# Exercise data start
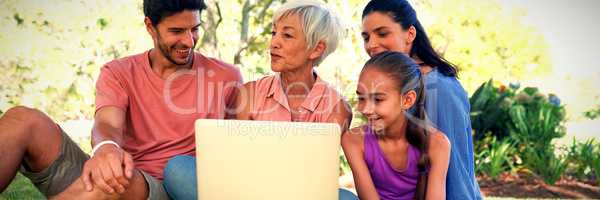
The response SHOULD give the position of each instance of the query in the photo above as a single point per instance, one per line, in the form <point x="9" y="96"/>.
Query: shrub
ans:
<point x="495" y="159"/>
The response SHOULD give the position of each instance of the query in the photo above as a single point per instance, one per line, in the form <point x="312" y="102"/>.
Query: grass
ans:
<point x="21" y="188"/>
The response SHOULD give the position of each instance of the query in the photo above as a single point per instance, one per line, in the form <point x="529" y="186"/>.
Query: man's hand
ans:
<point x="110" y="168"/>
# Exercise data end
What is being asked: Reproduce all the lines above, requests included, and shift every x and y coordinate in the answer points by adding 14. Keep the sample points inside the requests unchanged, and leave the pictures out.

Exercise result:
The response SHOULD give the position of each instance of the query in the photo above as a single point per instance, one per line, in the form <point x="9" y="96"/>.
Query: shrub
ans:
<point x="509" y="173"/>
The response SHOULD give the position of each instance of the query in the photo above as a single point per instance, one per line, in the form <point x="312" y="102"/>.
Query: grass
ans:
<point x="35" y="202"/>
The response SHOULD give the position of each instance of the query in the photo above as a single point per instance, one per line, in the form <point x="529" y="186"/>.
Query: man's hand
ans:
<point x="124" y="182"/>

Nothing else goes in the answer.